::: INFORMATION PROVIDED
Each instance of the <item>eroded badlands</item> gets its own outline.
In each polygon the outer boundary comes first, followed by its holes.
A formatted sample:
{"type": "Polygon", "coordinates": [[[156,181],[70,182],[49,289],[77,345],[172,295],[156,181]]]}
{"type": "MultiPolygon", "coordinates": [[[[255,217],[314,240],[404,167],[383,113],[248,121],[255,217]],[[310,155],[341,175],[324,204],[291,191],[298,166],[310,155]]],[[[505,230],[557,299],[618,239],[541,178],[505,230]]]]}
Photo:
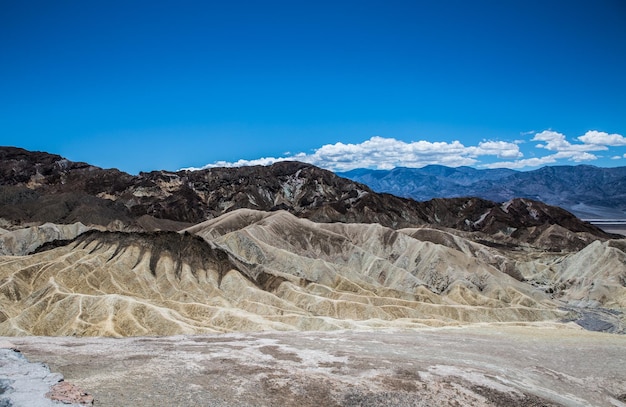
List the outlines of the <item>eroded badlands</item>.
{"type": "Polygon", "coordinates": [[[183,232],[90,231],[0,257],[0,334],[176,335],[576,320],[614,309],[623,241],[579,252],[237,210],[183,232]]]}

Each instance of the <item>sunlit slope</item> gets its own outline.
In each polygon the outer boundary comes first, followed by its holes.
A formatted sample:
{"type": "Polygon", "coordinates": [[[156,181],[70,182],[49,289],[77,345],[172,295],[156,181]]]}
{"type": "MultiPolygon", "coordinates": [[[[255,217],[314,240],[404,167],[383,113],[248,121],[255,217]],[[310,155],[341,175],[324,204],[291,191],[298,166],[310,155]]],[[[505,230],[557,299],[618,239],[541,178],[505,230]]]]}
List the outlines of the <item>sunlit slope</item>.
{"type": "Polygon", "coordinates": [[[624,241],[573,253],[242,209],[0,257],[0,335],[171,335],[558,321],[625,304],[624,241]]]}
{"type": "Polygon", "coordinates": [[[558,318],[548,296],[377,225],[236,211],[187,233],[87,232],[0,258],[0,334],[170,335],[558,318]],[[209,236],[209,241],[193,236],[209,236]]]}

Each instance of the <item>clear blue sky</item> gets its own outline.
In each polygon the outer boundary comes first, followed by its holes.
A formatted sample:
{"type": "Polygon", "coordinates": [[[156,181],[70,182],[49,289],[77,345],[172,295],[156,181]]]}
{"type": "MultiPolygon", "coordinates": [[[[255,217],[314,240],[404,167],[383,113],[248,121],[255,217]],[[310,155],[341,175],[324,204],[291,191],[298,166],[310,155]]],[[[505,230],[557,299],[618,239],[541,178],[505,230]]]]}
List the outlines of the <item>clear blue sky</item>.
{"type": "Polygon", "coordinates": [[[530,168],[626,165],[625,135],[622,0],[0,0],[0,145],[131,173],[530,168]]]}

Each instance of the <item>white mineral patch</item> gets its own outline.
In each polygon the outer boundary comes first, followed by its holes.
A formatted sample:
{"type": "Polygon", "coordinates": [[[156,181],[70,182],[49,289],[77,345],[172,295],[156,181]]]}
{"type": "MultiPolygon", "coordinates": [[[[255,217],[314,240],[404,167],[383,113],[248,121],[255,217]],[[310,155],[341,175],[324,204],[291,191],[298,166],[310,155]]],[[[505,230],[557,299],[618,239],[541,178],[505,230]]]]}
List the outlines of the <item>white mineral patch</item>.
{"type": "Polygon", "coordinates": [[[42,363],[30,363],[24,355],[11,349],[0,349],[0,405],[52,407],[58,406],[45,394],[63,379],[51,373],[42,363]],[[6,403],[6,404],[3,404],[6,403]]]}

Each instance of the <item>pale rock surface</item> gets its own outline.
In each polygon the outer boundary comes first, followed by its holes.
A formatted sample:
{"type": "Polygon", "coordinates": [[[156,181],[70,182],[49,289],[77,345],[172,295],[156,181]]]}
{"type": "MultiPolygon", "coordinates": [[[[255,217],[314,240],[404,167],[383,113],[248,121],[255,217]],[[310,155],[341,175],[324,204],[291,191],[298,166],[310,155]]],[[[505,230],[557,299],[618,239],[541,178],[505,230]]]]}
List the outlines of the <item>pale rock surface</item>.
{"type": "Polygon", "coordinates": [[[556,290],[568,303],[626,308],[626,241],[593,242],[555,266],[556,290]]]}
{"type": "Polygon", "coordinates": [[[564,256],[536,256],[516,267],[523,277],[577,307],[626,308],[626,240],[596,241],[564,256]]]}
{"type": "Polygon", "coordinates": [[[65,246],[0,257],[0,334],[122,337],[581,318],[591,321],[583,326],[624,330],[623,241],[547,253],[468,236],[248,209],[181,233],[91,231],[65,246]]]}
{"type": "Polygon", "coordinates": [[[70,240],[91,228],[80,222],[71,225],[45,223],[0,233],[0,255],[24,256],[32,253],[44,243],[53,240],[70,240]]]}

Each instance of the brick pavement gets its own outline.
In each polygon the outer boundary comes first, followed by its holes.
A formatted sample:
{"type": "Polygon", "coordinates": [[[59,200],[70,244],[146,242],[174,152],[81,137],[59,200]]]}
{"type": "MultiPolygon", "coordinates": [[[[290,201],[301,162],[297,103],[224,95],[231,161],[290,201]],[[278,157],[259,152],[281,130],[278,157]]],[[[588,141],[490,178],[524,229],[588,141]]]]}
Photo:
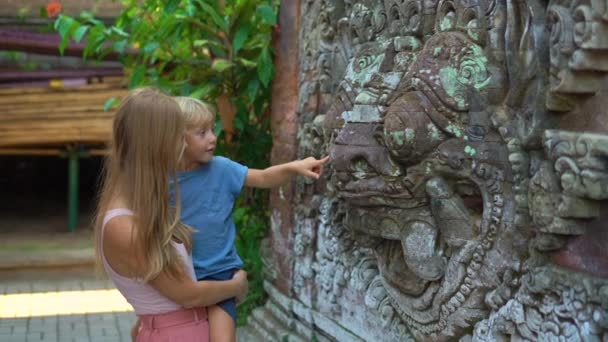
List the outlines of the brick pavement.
::::::
::: INFORMATION PROVIDED
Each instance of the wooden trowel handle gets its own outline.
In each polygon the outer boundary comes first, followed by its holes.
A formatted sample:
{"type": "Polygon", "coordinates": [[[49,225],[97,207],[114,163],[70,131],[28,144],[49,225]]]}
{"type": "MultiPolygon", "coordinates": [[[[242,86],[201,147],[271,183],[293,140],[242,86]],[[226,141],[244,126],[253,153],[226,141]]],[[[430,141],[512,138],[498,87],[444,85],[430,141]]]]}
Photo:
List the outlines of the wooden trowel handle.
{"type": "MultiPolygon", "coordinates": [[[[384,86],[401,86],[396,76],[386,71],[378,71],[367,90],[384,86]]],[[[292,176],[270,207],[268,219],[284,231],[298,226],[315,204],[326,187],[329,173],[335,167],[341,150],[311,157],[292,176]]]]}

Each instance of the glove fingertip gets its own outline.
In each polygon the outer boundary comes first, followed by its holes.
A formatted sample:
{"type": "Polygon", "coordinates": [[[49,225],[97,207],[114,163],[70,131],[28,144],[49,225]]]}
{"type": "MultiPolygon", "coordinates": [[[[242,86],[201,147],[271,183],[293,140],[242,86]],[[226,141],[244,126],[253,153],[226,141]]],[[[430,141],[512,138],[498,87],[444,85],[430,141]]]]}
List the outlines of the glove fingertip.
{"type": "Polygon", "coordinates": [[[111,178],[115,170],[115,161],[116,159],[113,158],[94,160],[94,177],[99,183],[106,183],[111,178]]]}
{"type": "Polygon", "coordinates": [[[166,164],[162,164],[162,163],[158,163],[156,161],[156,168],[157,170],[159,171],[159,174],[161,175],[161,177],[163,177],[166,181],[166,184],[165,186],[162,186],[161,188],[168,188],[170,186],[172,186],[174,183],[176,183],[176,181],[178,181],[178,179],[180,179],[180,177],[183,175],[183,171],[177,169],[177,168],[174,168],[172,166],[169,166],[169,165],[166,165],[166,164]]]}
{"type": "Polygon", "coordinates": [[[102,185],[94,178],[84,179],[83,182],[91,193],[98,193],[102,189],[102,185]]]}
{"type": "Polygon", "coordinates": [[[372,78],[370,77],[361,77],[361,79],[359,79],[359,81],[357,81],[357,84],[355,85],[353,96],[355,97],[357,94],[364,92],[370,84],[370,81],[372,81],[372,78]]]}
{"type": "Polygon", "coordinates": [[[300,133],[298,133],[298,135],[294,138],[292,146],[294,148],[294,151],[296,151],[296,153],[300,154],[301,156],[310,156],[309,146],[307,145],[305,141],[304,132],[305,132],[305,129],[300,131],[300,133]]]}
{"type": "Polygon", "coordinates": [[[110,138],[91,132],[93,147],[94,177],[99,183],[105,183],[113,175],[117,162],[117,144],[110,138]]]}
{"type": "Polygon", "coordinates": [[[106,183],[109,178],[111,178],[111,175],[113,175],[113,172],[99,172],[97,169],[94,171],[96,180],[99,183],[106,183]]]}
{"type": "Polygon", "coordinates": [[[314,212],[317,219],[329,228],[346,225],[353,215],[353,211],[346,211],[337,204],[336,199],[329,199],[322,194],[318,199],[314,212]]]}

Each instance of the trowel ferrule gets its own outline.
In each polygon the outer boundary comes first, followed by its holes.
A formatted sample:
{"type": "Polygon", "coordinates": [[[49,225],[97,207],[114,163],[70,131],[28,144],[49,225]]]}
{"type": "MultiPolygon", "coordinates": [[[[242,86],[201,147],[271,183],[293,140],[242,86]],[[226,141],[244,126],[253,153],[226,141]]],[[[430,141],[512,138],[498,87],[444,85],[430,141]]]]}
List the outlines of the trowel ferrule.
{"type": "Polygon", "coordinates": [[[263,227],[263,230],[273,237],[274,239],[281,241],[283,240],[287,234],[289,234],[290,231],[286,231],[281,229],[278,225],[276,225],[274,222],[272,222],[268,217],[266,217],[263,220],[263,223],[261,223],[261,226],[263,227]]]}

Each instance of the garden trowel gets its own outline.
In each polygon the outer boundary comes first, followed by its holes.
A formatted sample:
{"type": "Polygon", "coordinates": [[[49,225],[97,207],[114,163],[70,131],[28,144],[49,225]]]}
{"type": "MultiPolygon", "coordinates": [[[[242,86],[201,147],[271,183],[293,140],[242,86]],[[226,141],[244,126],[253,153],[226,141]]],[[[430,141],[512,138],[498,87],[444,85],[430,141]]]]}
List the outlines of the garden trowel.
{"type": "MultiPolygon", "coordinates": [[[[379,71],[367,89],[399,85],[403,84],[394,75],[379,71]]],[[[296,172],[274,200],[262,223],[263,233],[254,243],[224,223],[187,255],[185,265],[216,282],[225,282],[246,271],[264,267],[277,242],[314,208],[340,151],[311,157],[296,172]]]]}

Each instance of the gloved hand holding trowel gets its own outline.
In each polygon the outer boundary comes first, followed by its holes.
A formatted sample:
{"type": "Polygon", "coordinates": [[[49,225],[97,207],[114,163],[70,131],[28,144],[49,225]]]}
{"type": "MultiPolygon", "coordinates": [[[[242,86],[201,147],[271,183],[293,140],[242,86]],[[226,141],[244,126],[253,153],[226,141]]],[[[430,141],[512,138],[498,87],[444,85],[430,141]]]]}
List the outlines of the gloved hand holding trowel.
::::::
*WHAT TO PRODUCE*. Leaving pictures out, output the lines of the data above from the one with "Each instance of the <item>eroded" through the one with "Each instance of the <item>sunlit", word for word.

*SOLUTION*.
Each instance of the <item>eroded badlands</item> gets its own outline.
In each polygon the outer boundary comes first, followed by its holes.
A formatted sample:
{"type": "Polygon", "coordinates": [[[156,181],[70,182],[49,289],[77,345],[172,295],[156,181]]]}
{"type": "MultiPolygon", "coordinates": [[[[255,217],[314,240],[404,167],[383,113],[248,121],[255,217]],[[310,155],[341,175],[324,204],[291,191],[298,166],[310,155]]],[[[505,230],[557,299],[618,239],[541,178],[505,230]]]]}
Photo:
List the outlines of the <item>eroded badlands</item>.
{"type": "Polygon", "coordinates": [[[183,232],[90,231],[0,257],[0,334],[176,335],[576,320],[614,309],[623,241],[579,252],[237,210],[183,232]]]}

Each instance of the <item>sunlit slope</item> gets its own outline.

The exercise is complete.